### REQUEST
From the line containing "[spot] the striped sleeve" through the last line of the entries below, repeat each line word for word and leave out the rest.

Items listed in a dataset
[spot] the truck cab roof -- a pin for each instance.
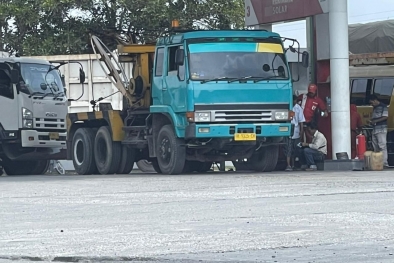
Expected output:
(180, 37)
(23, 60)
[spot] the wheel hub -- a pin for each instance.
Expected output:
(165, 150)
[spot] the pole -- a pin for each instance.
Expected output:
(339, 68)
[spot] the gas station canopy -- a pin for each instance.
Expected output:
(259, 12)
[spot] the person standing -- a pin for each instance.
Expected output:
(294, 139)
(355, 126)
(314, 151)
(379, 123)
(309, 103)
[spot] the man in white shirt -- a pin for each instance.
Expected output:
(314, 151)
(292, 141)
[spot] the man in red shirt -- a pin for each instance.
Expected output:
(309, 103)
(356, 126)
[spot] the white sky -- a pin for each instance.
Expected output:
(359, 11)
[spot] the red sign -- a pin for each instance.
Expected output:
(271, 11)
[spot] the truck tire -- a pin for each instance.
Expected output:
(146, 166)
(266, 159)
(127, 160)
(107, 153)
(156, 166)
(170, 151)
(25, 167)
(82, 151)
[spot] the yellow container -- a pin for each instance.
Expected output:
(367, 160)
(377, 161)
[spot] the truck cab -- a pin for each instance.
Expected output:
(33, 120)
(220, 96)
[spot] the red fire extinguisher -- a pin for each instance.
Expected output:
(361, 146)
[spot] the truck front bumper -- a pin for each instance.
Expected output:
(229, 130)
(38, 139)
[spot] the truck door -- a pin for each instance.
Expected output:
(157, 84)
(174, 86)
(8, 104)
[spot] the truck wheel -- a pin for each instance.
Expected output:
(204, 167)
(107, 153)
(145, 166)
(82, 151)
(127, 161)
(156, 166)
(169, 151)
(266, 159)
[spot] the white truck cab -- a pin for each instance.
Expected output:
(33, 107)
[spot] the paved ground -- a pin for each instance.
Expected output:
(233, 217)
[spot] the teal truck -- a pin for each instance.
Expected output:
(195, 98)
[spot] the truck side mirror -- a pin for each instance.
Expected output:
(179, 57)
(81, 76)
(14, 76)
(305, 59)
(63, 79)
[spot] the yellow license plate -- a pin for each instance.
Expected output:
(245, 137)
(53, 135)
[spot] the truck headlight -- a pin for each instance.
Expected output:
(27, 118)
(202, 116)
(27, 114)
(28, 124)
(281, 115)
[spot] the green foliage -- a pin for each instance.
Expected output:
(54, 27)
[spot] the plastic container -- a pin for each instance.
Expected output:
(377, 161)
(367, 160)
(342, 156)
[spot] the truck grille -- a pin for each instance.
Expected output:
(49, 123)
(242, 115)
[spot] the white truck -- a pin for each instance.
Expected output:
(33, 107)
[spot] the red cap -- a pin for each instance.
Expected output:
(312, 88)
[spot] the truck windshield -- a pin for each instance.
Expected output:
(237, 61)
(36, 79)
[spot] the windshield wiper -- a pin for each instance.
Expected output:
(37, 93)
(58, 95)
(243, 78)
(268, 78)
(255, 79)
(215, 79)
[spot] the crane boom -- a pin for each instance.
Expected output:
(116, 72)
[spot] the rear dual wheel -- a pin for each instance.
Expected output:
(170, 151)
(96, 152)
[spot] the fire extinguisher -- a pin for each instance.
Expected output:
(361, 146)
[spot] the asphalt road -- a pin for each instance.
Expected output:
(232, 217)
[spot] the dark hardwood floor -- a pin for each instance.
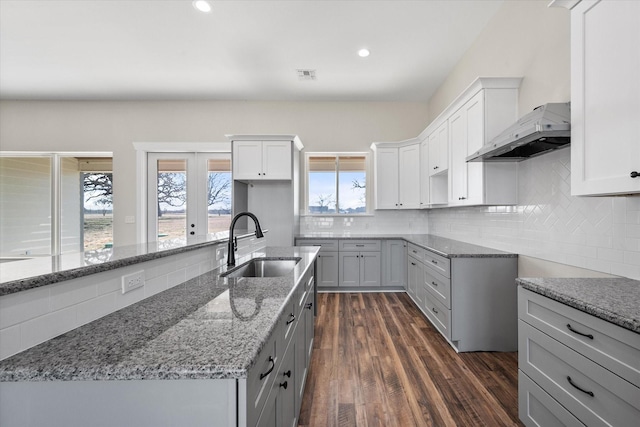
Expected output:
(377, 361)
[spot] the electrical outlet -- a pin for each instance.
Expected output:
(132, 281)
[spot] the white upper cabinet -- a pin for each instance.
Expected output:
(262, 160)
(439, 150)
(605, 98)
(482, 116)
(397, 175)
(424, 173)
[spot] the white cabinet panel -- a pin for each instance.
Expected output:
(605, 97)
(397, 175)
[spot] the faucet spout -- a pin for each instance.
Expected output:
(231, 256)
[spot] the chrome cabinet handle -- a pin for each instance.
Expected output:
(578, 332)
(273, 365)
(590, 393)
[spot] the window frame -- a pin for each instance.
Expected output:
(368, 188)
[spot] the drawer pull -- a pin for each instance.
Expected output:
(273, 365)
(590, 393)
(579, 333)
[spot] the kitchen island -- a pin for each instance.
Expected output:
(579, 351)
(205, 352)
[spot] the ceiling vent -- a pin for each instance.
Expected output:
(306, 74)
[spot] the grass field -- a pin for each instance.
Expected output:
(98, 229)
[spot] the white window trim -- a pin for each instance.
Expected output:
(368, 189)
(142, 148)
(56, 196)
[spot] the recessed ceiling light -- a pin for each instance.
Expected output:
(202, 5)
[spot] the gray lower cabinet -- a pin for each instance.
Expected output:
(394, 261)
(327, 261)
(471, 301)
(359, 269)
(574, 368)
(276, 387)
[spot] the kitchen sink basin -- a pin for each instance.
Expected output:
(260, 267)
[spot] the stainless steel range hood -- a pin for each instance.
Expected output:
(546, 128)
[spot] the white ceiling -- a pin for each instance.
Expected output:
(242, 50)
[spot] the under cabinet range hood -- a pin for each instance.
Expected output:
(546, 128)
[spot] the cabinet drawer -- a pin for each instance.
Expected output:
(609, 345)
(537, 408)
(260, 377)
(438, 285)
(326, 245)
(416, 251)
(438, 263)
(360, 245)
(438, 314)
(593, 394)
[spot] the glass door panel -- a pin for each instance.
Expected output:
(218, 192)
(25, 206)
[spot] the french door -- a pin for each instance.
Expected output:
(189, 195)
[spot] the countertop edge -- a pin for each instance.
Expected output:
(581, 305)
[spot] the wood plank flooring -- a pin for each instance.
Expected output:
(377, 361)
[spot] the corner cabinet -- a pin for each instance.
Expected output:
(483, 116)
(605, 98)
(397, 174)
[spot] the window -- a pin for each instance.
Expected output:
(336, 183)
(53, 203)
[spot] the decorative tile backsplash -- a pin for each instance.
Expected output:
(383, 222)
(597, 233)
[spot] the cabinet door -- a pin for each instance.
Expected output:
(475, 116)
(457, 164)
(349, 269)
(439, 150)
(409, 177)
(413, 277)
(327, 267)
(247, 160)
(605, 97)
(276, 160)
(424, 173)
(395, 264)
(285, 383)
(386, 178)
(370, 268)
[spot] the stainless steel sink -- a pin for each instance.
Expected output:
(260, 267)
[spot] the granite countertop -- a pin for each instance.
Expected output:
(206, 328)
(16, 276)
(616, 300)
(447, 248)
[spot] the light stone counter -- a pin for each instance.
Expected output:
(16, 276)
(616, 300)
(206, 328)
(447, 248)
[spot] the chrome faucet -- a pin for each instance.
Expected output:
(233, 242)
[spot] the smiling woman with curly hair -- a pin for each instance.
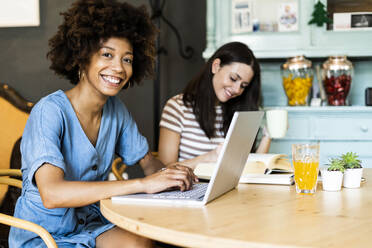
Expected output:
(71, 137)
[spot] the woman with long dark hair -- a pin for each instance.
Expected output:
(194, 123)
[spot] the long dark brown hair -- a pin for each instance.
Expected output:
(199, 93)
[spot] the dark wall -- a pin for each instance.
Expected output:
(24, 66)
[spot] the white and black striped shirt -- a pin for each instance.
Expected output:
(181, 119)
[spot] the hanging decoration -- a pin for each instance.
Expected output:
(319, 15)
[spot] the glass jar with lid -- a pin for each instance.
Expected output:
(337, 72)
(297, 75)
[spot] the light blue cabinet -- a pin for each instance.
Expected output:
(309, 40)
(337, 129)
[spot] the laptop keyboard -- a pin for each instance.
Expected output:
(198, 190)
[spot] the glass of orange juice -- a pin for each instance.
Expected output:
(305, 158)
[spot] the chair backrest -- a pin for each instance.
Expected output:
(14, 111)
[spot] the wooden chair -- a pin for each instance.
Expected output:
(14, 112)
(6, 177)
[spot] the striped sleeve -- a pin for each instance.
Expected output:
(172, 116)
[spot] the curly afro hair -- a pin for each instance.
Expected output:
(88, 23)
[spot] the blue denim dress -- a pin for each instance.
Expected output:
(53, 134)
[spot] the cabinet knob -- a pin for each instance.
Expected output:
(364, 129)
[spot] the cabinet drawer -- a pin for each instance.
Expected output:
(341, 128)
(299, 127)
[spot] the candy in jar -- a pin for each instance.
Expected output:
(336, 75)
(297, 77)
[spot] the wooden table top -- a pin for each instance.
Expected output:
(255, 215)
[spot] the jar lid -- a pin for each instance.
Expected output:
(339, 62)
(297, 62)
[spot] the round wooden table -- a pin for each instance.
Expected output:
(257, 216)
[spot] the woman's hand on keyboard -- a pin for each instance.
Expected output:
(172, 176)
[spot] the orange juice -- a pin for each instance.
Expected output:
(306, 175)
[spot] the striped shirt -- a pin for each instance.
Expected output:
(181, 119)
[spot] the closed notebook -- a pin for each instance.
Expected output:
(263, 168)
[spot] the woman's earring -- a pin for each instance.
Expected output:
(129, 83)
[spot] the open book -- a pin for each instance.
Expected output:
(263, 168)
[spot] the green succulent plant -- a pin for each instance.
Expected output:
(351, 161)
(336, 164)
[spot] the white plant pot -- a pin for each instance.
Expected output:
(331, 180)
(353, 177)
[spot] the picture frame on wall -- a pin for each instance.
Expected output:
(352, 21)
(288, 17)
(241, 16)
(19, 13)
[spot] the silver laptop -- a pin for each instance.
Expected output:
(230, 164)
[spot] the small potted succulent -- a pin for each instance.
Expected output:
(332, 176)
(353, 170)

### ANSWER IN FULL
[spot] the striped sleeve -- a pin for each instance.
Expected output:
(172, 116)
[spot] the curly afro hair -- a pin for each instance.
Expected output:
(88, 23)
[spot] the blue denim dress -- a pin for each instance.
Expected output:
(53, 134)
[spot] the cabinet knob -- a pin for each instance.
Expected output:
(364, 129)
[spot] the cabinet drawer -- a pin for each instance.
Expected output:
(341, 128)
(299, 127)
[spot] the candy in jar -- a pin for each instance.
Expected output:
(336, 75)
(297, 77)
[spot] the wooden table top -- a pin for each instance.
Expected output:
(255, 215)
[spot] the jar lid -- a pin for each instance.
Expected output:
(339, 62)
(297, 62)
[spot] the round wooden table -- a pin for each instance.
Expected output:
(257, 216)
[spot] the woman's hand on keyboard -- a pin for each instance.
Expected output:
(172, 176)
[spot] the orange juice -- a pin for each instance.
Expected output:
(306, 175)
[spot] the striped shirt -- a pin for each instance.
Expected output:
(181, 119)
[spot] the closed notebook -- a pin for each instance.
Expected output:
(263, 168)
[spot] the woman's earring -- a pin for each instance.
Expected output:
(129, 83)
[spot] the open book -- a pin for each instance.
Expected output:
(263, 168)
[spot] the green succulent plant -- a pin for each instance.
Expected output:
(351, 161)
(336, 164)
[spot] the white plant pot -- a pin for each instance.
Expected output:
(331, 180)
(353, 177)
[spot] the picture frame on wall -- a pin for each instance.
Expected output:
(352, 21)
(288, 17)
(241, 16)
(19, 13)
[spot] the silver laptop -- a pin for each instance.
Expected output:
(230, 164)
[spot] the small potted succulent -- a pin for each instance.
Expected output:
(332, 176)
(353, 170)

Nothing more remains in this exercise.